Data section.
»»

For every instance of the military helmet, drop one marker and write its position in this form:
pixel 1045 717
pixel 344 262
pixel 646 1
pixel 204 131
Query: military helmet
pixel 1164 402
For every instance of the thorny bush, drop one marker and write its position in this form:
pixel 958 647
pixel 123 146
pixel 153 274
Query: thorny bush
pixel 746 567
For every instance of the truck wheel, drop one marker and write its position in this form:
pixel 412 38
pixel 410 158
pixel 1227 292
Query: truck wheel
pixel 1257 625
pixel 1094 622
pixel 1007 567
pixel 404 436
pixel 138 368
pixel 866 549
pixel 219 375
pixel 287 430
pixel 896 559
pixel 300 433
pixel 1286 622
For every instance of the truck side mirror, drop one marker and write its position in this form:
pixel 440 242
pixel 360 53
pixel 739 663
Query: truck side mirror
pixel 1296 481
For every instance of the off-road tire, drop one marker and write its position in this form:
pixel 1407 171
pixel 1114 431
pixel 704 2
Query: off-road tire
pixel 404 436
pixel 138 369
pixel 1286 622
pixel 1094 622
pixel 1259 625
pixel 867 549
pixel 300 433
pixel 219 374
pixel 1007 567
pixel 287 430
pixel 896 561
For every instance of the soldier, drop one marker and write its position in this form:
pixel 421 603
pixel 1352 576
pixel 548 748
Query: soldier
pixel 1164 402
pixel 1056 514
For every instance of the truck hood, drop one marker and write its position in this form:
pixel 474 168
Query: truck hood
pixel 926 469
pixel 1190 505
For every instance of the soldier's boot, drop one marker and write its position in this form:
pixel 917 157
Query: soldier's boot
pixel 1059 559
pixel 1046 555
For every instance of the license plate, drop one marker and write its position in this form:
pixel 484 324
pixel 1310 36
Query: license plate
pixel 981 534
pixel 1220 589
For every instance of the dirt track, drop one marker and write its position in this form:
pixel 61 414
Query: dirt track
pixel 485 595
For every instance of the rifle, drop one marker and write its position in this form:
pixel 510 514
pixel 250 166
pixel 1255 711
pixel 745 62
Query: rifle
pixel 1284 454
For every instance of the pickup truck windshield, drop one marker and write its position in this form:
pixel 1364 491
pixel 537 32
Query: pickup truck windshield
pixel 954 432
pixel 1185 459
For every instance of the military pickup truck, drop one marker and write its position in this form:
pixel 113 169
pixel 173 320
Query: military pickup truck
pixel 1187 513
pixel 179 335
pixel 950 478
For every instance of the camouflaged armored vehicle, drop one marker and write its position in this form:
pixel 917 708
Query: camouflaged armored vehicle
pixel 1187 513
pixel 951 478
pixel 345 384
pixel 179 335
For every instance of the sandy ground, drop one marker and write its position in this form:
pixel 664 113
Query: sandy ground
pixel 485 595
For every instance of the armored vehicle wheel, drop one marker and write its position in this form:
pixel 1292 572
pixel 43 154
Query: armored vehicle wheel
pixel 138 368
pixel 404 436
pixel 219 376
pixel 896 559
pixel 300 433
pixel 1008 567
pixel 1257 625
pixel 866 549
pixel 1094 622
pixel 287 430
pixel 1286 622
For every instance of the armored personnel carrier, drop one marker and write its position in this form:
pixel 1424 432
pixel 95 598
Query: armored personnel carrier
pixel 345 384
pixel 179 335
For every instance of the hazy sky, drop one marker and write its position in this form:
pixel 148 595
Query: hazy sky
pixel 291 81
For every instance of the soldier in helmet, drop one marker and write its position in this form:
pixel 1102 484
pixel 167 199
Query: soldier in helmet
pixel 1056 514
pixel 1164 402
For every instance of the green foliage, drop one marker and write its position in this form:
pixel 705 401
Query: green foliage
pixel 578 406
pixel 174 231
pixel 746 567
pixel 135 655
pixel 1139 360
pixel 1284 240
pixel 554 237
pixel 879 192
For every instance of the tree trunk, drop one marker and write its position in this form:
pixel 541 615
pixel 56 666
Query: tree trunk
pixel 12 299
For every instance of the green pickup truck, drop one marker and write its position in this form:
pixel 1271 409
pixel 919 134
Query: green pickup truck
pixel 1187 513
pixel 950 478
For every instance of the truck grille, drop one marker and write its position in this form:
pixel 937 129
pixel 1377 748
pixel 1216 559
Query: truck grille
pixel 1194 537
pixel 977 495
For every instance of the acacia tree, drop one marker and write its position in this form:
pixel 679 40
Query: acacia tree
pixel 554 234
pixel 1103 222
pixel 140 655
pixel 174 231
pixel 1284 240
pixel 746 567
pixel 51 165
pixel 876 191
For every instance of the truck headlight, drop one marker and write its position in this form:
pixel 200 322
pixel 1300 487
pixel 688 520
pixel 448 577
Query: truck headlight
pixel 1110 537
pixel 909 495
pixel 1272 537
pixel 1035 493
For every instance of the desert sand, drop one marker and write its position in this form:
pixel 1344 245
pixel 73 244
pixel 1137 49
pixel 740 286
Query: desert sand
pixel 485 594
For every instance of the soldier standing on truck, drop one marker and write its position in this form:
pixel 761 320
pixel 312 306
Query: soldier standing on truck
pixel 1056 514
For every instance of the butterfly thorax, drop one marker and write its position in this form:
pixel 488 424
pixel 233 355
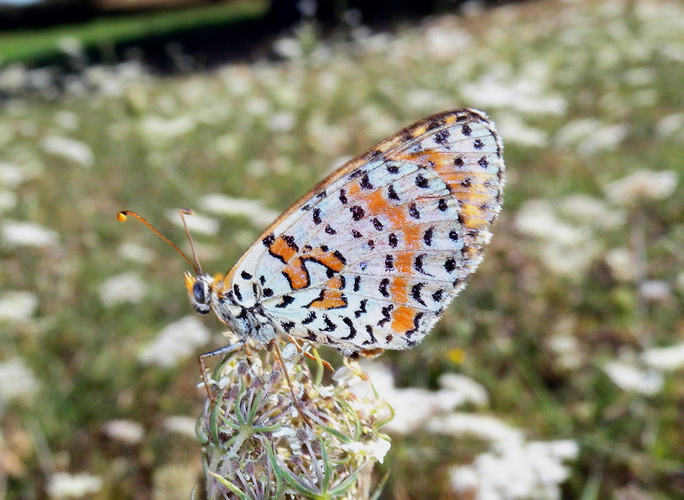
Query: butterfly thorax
pixel 245 319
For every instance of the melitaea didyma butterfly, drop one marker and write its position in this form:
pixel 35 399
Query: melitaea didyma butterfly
pixel 371 256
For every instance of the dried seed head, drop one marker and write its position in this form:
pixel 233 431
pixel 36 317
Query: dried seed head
pixel 267 447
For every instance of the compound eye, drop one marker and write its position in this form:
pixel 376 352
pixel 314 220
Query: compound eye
pixel 198 292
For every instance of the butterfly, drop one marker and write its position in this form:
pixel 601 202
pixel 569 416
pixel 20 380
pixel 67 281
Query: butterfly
pixel 370 257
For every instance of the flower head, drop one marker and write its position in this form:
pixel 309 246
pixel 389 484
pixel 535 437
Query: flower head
pixel 259 444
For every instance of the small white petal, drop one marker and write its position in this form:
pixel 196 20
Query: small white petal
pixel 27 234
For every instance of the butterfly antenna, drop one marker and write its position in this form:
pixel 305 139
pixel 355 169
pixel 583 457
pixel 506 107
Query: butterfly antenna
pixel 124 214
pixel 183 212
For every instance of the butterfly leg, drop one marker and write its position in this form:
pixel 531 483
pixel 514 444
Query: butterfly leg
pixel 276 348
pixel 308 354
pixel 203 370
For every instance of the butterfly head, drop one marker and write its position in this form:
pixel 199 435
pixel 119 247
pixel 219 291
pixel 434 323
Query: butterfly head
pixel 200 289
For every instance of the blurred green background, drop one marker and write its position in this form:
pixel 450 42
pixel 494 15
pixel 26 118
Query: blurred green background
pixel 570 335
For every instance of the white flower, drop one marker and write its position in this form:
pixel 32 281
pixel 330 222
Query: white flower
pixel 163 131
pixel 282 122
pixel 665 358
pixel 485 427
pixel 523 95
pixel 67 119
pixel 591 136
pixel 69 149
pixel 122 288
pixel 375 450
pixel 65 485
pixel 27 234
pixel 516 470
pixel 472 391
pixel 16 381
pixel 567 349
pixel 591 211
pixel 642 185
pixel 566 249
pixel 414 407
pixel 197 223
pixel 253 210
pixel 17 306
pixel 632 378
pixel 670 125
pixel 8 200
pixel 621 264
pixel 12 175
pixel 175 342
pixel 518 132
pixel 126 431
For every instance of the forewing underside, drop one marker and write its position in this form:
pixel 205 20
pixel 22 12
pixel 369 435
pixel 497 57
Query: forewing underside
pixel 372 255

««

Directions for this task. Produce an exact copy of each line of data, skipping embedded images.

Written solution.
For every instance of the military helmet, drop one marker and write its position in this form:
pixel 1045 717
pixel 344 262
pixel 646 1
pixel 204 131
Query: military helmet
pixel 1164 402
For every instance of the thorny bush, drop one marker and write its position in this form:
pixel 958 647
pixel 123 146
pixel 153 274
Query: thorny bush
pixel 746 567
For every instance of the truck wheel, drop one marker and write its position in this form:
pixel 412 38
pixel 410 158
pixel 1227 292
Query: truck wheel
pixel 1257 625
pixel 1094 622
pixel 1007 567
pixel 404 436
pixel 138 368
pixel 866 549
pixel 219 375
pixel 287 430
pixel 896 559
pixel 300 433
pixel 1286 622
For every instance of the truck side mirror, drop one marker and write its position in this form:
pixel 440 242
pixel 360 53
pixel 739 663
Query: truck side mirror
pixel 1296 481
For every instance of the off-road tire, drop one marker and write its position in this form:
pixel 1407 171
pixel 1114 431
pixel 704 2
Query: off-road tire
pixel 404 436
pixel 138 369
pixel 1286 622
pixel 1094 622
pixel 1259 625
pixel 867 549
pixel 300 433
pixel 219 374
pixel 1007 567
pixel 287 430
pixel 896 561
For every instance of the soldier, drop one marker and write its position in this form:
pixel 421 603
pixel 1352 576
pixel 548 748
Query: soldier
pixel 1164 402
pixel 1056 514
For every instance of the truck hood, drop one marker and write its position in this form:
pixel 474 168
Query: truck hood
pixel 926 469
pixel 1190 505
For every instance of the soldier's boot, drop one marker and write its position in this form:
pixel 917 157
Query: soldier's boot
pixel 1059 559
pixel 1046 555
For every instance of the license plate, drop one marker and write its position in this form:
pixel 484 324
pixel 1310 36
Query: license plate
pixel 981 534
pixel 1220 589
For every instance of the dirt track, drop one marker and write its position in this form:
pixel 61 414
Query: dirt track
pixel 485 595
For every instance of the rifle, drop one marker and write its position in this form:
pixel 510 514
pixel 250 166
pixel 1255 711
pixel 745 62
Query: rifle
pixel 1284 454
For every instance of the pickup truck windshield, drop one marker and write its position in this form:
pixel 1364 491
pixel 537 32
Query: pickup truck windshield
pixel 954 432
pixel 1185 459
For every instance of the military pickup truck, drop one marker and write its position in this form:
pixel 113 169
pixel 173 320
Query: military pickup truck
pixel 1187 513
pixel 179 335
pixel 950 478
For every instance of the camouflaged armored vehicle, drop one marker and write its position in this form:
pixel 917 708
Query: camouflaged armored vehicle
pixel 1187 513
pixel 951 478
pixel 345 384
pixel 179 335
For every instance of the sandy ground, drop one marker and write its position in this form:
pixel 664 113
Query: sandy ground
pixel 485 595
For every instance of the armored vehicle wheel, drop one marker and write its position in this form:
pixel 1292 572
pixel 43 154
Query: armored vehicle wheel
pixel 138 368
pixel 404 436
pixel 219 376
pixel 896 559
pixel 300 433
pixel 1008 567
pixel 1257 625
pixel 866 549
pixel 1094 622
pixel 287 430
pixel 1286 622
For every instance of the armored personnel carrier, drop one marker and write its position in this form:
pixel 1424 432
pixel 95 598
Query: armored personnel carrier
pixel 345 384
pixel 179 335
For every instance of the hazy sky, drop one marker and write its position in this form:
pixel 148 595
Query: hazy sky
pixel 291 81
For every instance of the soldier in helmet, drop one marker and write its position in this form:
pixel 1102 484
pixel 167 199
Query: soldier in helmet
pixel 1056 514
pixel 1164 402
For every instance of the green foliage, drop one marker and write its position in this form:
pixel 705 401
Query: green foliage
pixel 578 406
pixel 174 231
pixel 746 567
pixel 135 655
pixel 1139 360
pixel 1284 240
pixel 554 237
pixel 879 192
For every instance of the tree trunk, drop one marker and write its position in this form:
pixel 541 615
pixel 56 666
Query: tree trunk
pixel 12 299
For every instance of the green pickup truck, drop one marker and write its position in this form:
pixel 1271 409
pixel 919 134
Query: green pickup truck
pixel 1187 513
pixel 950 478
For every instance of the truck grille, drop one marker and write its position in this form:
pixel 937 129
pixel 1377 748
pixel 1216 559
Query: truck grille
pixel 1194 537
pixel 977 495
For every instance of the acacia tree, drop one marker and write its position in this form:
pixel 679 40
Query: acacia tree
pixel 554 234
pixel 1103 222
pixel 140 655
pixel 174 231
pixel 1284 240
pixel 746 567
pixel 51 165
pixel 876 191
For every instance of the truck headlight, drop one marker and write its position in this form:
pixel 200 322
pixel 1300 487
pixel 688 520
pixel 448 577
Query: truck headlight
pixel 1110 537
pixel 909 495
pixel 1272 537
pixel 1035 493
For every instance of the desert sand, drop one marker and write its position in this form:
pixel 1344 245
pixel 73 244
pixel 1137 49
pixel 740 286
Query: desert sand
pixel 485 594
For every instance of the soldier standing on truck, drop one marker and write its position in this form:
pixel 761 320
pixel 312 306
Query: soldier standing on truck
pixel 1056 514
For every instance of the butterfly thorax, drop one marker and write its position in this form:
pixel 488 424
pixel 233 355
Query: butterfly thorax
pixel 245 319
For every instance of the melitaea didyma butterfly, drop one marker and write its position in this form:
pixel 35 399
Query: melitaea didyma butterfly
pixel 371 256
For every instance of the dried seed head, drop one marker and write its position in this form:
pixel 233 431
pixel 36 317
Query: dried seed head
pixel 267 447
For every instance of the compound eye, drop one marker and write its position in this form:
pixel 376 352
pixel 314 220
Query: compound eye
pixel 198 292
For every instance of the butterfly, drop one marker and write its position in this form:
pixel 601 202
pixel 569 416
pixel 20 380
pixel 67 281
Query: butterfly
pixel 370 257
For every instance of the flower head, drop one marker and write its position in this form:
pixel 309 246
pixel 389 484
pixel 535 437
Query: flower head
pixel 259 444
For every instance of the small white petal, drop one marker and write its position in this form:
pixel 196 20
Query: small white petal
pixel 27 234
For every instance of the butterfly antenna, drop one marker and write its position in this form:
pixel 305 139
pixel 355 169
pixel 583 457
pixel 506 107
Query: butterfly antenna
pixel 124 214
pixel 183 212
For every instance of the butterfly leg, drop one marker and write its position in this form:
pixel 531 483
pixel 514 444
Query: butterfly leg
pixel 276 348
pixel 308 354
pixel 203 370
For every instance of the butterfly head, drop one marker and write its position in this form:
pixel 199 435
pixel 119 247
pixel 219 291
pixel 434 323
Query: butterfly head
pixel 200 289
For every instance of the blurred green background, drop one marker and write its position in this form:
pixel 450 42
pixel 494 15
pixel 26 118
Query: blurred green background
pixel 570 335
For every instance of the white flower, drop one marker and write its position in this form:
pixel 32 281
pixel 330 222
Query: white flower
pixel 163 131
pixel 282 122
pixel 665 358
pixel 485 427
pixel 523 95
pixel 67 119
pixel 591 136
pixel 69 149
pixel 122 288
pixel 375 450
pixel 65 485
pixel 27 234
pixel 516 470
pixel 472 391
pixel 16 381
pixel 567 349
pixel 591 211
pixel 642 185
pixel 566 249
pixel 414 407
pixel 197 223
pixel 253 210
pixel 17 306
pixel 632 378
pixel 670 125
pixel 8 200
pixel 621 264
pixel 12 175
pixel 175 342
pixel 518 132
pixel 126 431
For every instance of the forewing underside, drop one marker and write its position in this form:
pixel 205 20
pixel 22 12
pixel 369 435
pixel 497 57
Query: forewing underside
pixel 372 255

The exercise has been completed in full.